Which lines in the listing below contain the string "fence", with case counting? Show each of those lines in full.

RECORDS SHOWN:
────

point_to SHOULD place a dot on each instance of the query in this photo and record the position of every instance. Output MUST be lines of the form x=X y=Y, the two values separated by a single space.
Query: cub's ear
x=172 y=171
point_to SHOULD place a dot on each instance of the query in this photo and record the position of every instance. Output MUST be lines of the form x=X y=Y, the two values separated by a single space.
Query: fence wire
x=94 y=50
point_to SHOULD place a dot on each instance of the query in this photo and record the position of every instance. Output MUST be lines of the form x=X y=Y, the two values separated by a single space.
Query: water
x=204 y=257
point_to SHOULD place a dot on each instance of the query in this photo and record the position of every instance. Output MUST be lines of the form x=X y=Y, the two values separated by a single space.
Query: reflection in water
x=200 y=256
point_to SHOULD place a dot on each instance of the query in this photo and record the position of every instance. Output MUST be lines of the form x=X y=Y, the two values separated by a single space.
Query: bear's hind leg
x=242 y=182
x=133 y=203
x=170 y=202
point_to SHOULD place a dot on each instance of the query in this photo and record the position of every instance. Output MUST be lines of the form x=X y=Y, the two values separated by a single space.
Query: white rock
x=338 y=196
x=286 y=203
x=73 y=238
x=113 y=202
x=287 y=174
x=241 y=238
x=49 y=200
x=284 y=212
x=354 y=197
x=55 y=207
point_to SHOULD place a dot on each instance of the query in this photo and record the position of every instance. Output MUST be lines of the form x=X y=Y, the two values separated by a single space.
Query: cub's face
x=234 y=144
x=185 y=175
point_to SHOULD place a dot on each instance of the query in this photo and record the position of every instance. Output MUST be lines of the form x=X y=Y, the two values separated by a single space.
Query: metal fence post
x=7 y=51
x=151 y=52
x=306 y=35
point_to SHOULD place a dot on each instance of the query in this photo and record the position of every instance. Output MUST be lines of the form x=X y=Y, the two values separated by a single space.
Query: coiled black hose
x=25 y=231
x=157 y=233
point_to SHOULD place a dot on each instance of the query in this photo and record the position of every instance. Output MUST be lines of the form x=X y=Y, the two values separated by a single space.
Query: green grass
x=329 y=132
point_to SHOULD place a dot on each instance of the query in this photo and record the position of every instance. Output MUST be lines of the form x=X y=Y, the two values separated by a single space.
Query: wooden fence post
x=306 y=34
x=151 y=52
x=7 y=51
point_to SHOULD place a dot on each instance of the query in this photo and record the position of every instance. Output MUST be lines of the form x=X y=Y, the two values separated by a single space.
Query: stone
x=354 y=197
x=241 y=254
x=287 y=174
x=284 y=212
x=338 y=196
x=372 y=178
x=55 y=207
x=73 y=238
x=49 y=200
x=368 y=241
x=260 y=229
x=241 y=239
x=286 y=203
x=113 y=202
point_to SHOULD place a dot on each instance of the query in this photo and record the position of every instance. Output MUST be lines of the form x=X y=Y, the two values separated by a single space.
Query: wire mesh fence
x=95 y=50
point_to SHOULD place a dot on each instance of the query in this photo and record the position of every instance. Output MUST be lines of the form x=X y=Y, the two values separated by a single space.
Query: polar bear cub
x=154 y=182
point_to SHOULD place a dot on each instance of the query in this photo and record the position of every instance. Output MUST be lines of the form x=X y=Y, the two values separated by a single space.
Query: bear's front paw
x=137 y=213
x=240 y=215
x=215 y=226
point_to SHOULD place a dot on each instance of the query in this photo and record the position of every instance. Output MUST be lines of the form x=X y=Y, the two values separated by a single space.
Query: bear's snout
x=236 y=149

────

SOLUTION BELOW:
Query: fence wire
Query: metal fence post
Query: wooden fence post
Query: wire mesh fence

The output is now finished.